━━ Page excerpt

Excessive gestational weight gain does not increase risk of GDM
Excessive gestational weight gain (GWG) during the first and second trimesters of pregnancy does not seem to correlate with gestational diabetes mellitus (GDM), a recent study has found.
Researchers retrospectively analysed 8,352 women with singleton pregnancies, excluding those complicated by foetal anomalies, foetal death, and overt diabetes. GDM diagnosis was based on the International Association of Diabetes and Pregnancy Study Groups. Excessive GWG was defined either as weight gain above the 90th percentile or exceeding the recommendation by the Institute of Medicine (IOM).
A total of 1,129 participants (13.5 percent) were diagnosed with GDM. Those who did not develop GDM showed significantly higher GWG overall (13.0±4.1 vs 11.7±4.5 kg; p<0.001), during the second trimester (6.3±2.4 vs 5.9±2.6 kg; p<0.001), and after GDM (5.2±2.6 vs 4.1±2.9 kg; p<0.001).

━━━━

**Your goal**
Repeat word for word the stretch of the gestational weight gain report that starts at "Excessive gestational weight gain does" and stops after "of Medicine (IOM).". Please work only from the gestational weight gain report.

━━ Dataset excerpts

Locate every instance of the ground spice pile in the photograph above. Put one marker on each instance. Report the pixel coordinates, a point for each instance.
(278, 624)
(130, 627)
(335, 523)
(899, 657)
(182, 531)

━━━━

**Output**
Excessive gestational weight gain does not increase risk of GDM
Excessive gestational weight gain (GWG) during the first and second trimesters of pregnancy does not seem to correlate with gestational diabetes mellitus (GDM), a recent study has found.
Researchers retrospectively analysed 8,352 women with singleton pregnancies, excluding those complicated by foetal anomalies, foetal death, and overt diabetes. GDM diagnosis was based on the International Association of Diabetes and Pregnancy Study Groups. Excessive GWG was defined either as weight gain above the 90th percentile or exceeding the recommendation by the Institute of Medicine (IOM).